[DATA UNDER STUDY Boundary: Start]
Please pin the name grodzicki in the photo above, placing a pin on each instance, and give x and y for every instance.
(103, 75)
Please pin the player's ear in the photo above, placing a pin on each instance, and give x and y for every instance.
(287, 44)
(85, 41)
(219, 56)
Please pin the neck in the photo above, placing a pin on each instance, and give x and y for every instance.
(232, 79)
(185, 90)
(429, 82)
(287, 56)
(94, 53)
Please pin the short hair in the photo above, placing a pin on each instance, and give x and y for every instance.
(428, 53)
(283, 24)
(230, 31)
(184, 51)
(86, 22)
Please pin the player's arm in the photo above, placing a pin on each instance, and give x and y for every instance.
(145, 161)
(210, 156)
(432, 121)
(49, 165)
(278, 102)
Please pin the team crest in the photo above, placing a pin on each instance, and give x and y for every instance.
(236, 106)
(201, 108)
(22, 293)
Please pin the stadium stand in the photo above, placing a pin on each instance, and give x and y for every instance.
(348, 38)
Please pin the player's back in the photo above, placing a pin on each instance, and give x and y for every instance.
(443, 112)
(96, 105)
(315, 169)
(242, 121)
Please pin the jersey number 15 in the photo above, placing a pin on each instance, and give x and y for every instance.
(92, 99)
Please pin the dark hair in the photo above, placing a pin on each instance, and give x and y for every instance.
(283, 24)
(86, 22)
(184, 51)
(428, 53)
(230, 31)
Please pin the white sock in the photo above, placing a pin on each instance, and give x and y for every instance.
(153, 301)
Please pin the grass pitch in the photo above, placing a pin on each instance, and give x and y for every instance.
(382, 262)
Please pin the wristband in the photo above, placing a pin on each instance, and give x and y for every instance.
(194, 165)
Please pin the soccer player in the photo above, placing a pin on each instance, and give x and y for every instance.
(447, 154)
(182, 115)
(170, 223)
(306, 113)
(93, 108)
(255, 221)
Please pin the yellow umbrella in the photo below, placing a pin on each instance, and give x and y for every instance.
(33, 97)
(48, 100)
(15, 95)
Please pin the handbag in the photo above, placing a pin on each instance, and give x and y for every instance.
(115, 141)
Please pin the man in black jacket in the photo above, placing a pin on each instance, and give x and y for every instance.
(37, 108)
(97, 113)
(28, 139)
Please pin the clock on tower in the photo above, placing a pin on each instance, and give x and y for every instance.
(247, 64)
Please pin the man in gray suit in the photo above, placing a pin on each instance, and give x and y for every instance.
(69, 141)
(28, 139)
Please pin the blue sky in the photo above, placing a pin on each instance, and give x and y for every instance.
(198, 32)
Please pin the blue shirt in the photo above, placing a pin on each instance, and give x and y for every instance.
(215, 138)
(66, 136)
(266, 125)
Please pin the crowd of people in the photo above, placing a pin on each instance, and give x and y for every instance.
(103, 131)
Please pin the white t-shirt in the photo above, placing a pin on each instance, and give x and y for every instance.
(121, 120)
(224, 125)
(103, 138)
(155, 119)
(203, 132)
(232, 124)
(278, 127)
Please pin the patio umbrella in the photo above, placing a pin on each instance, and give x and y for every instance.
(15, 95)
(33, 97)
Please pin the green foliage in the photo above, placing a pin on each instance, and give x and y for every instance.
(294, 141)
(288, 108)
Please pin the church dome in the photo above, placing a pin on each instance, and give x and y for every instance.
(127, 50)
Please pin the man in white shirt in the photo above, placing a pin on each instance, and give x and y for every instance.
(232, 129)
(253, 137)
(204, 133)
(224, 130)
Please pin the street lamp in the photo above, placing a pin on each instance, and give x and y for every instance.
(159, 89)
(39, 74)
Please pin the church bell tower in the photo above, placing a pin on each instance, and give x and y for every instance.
[DATA UNDER STUDY Boundary: End]
Exactly reproduce every record.

Please pin the name grodzicki in the photo above, placing a pin on each instance, and give x and y for every instance.
(103, 75)
Please pin the player's ear in the photo above, placing a pin on each instance, and give x and y for every instance.
(287, 44)
(85, 41)
(219, 56)
Please pin the neck in the photo above, placing a pin on each instance, and give x and y for every instance.
(232, 79)
(185, 90)
(429, 82)
(287, 56)
(94, 53)
Please pin the short hair in the photo above, placing a pin on each instance, and give x and y for every instance.
(428, 53)
(283, 24)
(230, 31)
(184, 51)
(86, 22)
Please pin the player's arm in the photo above, placing a pin on each instance, and give x and y for every instance.
(145, 161)
(210, 156)
(432, 121)
(49, 165)
(278, 102)
Please pin the team crest in the photo above, placing a pin on each instance, and give x and y for every instance.
(236, 106)
(201, 108)
(22, 293)
Please pin the stadium stand in the photo above, placing a pin on each instance, and give x and y for every instance.
(348, 38)
Please pin the player's back in the photo above, placing a pin on each instance, and give x and y for every instance.
(443, 112)
(96, 105)
(315, 169)
(242, 121)
Please pin the jersey number 15 in the photo above, placing a pin on each instance, and give x and y for every instance.
(92, 99)
Please pin the dark hair in the photo above, placing a pin on each instance, and give x and y for every instance.
(283, 24)
(86, 22)
(184, 51)
(428, 53)
(230, 31)
Please pin the white sock in the photo above, placing a pin on each instance, and give x and y for every instance.
(153, 301)
Please pin the grass pitch in the photo above, placing a pin on each instance, and give x and y for every instance.
(382, 262)
Please pin the wristband in the photo above, placing a pin on each instance, and give x and y for every instance.
(194, 165)
Please pin the soccer player in the photo above, placing a pin on each instance, and give x and y for every instance.
(447, 154)
(182, 115)
(170, 223)
(306, 113)
(93, 108)
(255, 221)
Please pin the yellow umbrella in the photo below, placing a pin on each instance, and give x and y for every instance.
(33, 97)
(48, 100)
(15, 95)
Please pin the handbag in the photo above, placing a pin on each instance, and give x and y for every instance.
(115, 141)
Please pin the man in black jacket in the photo above, placing a pin on each instance, and give x and y for every instance.
(37, 108)
(97, 113)
(28, 139)
Please pin the clock on tower in the photo above, placing a pin on each instance, and give x and y for every instance.
(247, 64)
Please pin the man in gray suit in the photo above, placing a pin on each instance, and give x and y for every instance.
(69, 141)
(28, 139)
Please pin the blue sky in the photo above, placing a pin on each instance, and give x and y for every instance.
(198, 32)
Please pin the blue shirt in the photo above, placing a pin on each instance, and give x and y for every instance.
(215, 138)
(66, 136)
(266, 125)
Please pin the crowd of people in the photo above, placing a pin on each instance, and give x and y for every instance.
(103, 131)
Please pin the white t-shirt in the photo above, placing a pin on each instance, and give x and y for every instance.
(121, 120)
(224, 125)
(103, 138)
(155, 119)
(203, 132)
(232, 124)
(278, 127)
Please pin the patio umbrella in the photo above, placing a pin on each instance, and give x and y for every instance.
(15, 95)
(33, 97)
Please pin the green foliage in the photo above, placing a pin on each instance, and give x and y for every instance.
(294, 141)
(288, 108)
Please pin the church dome in the photo above, placing a pin on each instance, and give x and y for every instance.
(127, 50)
Please pin the man in white shirt in the photo above, placing a pin on each instance, and give x and y for every instance.
(232, 129)
(253, 137)
(204, 133)
(224, 130)
Please pin the street lamp in the photo above, placing a pin on each instance, and give x and y for every instance.
(159, 89)
(39, 74)
Please pin the church bell tower in the photo above, placing a pin on each instance, and give x and y for every instance.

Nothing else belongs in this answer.